**Selected text**:
..............................
Year in Review: Entertainment

Year in Review: Entertainment

July to December


Metal music festival in Lone Butte

July 5 – The festival, which was created to celebrate the women in metal, attracted roughly 150 people and dozens of damp tents.

Amber Lowe, bass player for Crimson Calibre, said the camping may have been cold and wet but the crowd had a good energy.

“It’s nice to come to a place like this, where everybody is united … feeling the same thing, here for the same reason.”

Hootstock moves to community hall

July 12 – After five years of the Hootstock Festival being hosted at the old schoolhouse in Bradley Creek, the organizers decided to bring it to the Forest Grove Community Hall.

“The community grounds in Forest Grove have quite a bit more capacity and a lot more camping, a lot more room there and a lot more parking,” said Steve Roy, one of the organizers. “We’re super excited because it’s a whole new venue to decorate and all that.”

38th Annual Fine Arts Show & Sale opens

July 19 – The Cariboo Artists’ Guild’s 38th Annual Fine Arts Show & Sale was opening soon at the Parkside Art Gallery.

Kathy Crawshay, the guild’s recording secretary, said the theme – Reflection – was intentionally left open for interpretation.

“It could be paintings of reflections off of water or mirrors or it could be personal reflection,” she said. “The artists are free to interpret reflection however they wish.”

Clinton Art and Cultural Society Show and Sale

July 26 – The Clinton Art and Cultural Society ran its annual show and sale at the Clinton Memorial Hall. The show featured original artwork and handmade crafts and included a silent auction.
..............................
**Given data**:
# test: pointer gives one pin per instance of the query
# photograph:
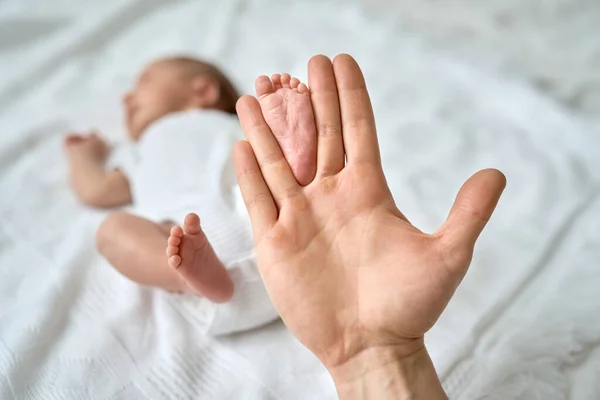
..............................
**Problems**:
1. Translate this sentence from the entertainment review into French: "Kathy Crawshay, the guild’s recording secretary, said the theme – Reflection – was intentionally left open for interpretation."
2. Reproduce the stretch of the entertainment review from "July 26 – The" through "a silent auction.", with "silent auction" renamed "raffle".

**Solutions to the exercise**:
1. Kathy Crawshay, secrétaire de séance de la guilde, a déclaré que le thème – Reflection – avait été volontairement laissé ouvert à l’interprétation.

2.
July 26 – The Clinton Art and Cultural Society ran its annual show and sale at the Clinton Memorial Hall. The show featured original artwork and handmade crafts and included a raffle.